GIVEN RECORDS start

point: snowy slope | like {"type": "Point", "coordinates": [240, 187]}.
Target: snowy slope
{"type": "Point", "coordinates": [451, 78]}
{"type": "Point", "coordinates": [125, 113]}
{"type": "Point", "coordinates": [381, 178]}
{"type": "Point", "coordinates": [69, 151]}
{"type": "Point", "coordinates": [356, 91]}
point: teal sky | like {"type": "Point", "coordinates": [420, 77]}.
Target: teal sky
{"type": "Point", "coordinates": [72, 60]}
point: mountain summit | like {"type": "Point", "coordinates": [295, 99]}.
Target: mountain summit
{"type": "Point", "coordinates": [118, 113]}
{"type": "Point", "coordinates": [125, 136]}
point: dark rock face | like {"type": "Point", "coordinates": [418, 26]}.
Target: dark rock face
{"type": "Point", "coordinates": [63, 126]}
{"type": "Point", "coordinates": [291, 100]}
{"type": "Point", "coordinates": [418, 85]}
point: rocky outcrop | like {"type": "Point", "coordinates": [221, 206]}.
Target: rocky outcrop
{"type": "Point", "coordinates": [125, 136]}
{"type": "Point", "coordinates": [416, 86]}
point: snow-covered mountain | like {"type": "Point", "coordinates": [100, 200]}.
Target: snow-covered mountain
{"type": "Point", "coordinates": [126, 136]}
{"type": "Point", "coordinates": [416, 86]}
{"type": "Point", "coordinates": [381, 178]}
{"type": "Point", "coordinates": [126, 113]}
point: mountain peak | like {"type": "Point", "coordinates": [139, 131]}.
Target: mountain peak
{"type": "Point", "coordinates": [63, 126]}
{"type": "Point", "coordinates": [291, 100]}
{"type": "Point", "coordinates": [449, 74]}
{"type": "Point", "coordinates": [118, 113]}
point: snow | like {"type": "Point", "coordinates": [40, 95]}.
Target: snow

GIVEN RECORDS end

WHAT THE EXERCISE ASKS: Repeat the entries above exactly, leaving nothing out.

WORKED ANSWER:
point: snowy slope | like {"type": "Point", "coordinates": [240, 187]}.
Target: snowy slope
{"type": "Point", "coordinates": [451, 78]}
{"type": "Point", "coordinates": [125, 113]}
{"type": "Point", "coordinates": [381, 178]}
{"type": "Point", "coordinates": [69, 151]}
{"type": "Point", "coordinates": [356, 91]}
point: teal sky | like {"type": "Point", "coordinates": [420, 77]}.
Target: teal sky
{"type": "Point", "coordinates": [72, 60]}
point: mountain summit | like {"type": "Point", "coordinates": [295, 99]}.
Target: mountain summit
{"type": "Point", "coordinates": [118, 113]}
{"type": "Point", "coordinates": [125, 136]}
point: dark rock face | like {"type": "Point", "coordinates": [418, 26]}.
Target: dark rock face
{"type": "Point", "coordinates": [63, 126]}
{"type": "Point", "coordinates": [291, 100]}
{"type": "Point", "coordinates": [418, 85]}
point: rocky outcrop | like {"type": "Point", "coordinates": [221, 206]}.
Target: rocky outcrop
{"type": "Point", "coordinates": [125, 136]}
{"type": "Point", "coordinates": [416, 86]}
point: snow-covered mountain | like {"type": "Point", "coordinates": [100, 200]}.
Target: snow-covered mountain
{"type": "Point", "coordinates": [126, 136]}
{"type": "Point", "coordinates": [416, 86]}
{"type": "Point", "coordinates": [381, 178]}
{"type": "Point", "coordinates": [126, 113]}
point: mountain peak | like {"type": "Point", "coordinates": [139, 131]}.
Target: mountain peak
{"type": "Point", "coordinates": [63, 126]}
{"type": "Point", "coordinates": [291, 100]}
{"type": "Point", "coordinates": [449, 74]}
{"type": "Point", "coordinates": [118, 113]}
point: snow | like {"type": "Point", "coordinates": [40, 95]}.
Target: snow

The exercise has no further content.